▼▼▼

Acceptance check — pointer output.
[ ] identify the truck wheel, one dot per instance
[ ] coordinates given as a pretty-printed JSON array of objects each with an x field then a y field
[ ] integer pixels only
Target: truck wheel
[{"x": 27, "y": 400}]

▲▲▲

Return the material above verbatim, reproducing every line without alteration.

Acceptance check — pointer output.
[ ] identify the truck wheel, one dot per instance
[ ] coordinates given as a pretty-printed JSON array of objects each with an x field then a y field
[ ] integer pixels only
Target: truck wheel
[{"x": 27, "y": 400}]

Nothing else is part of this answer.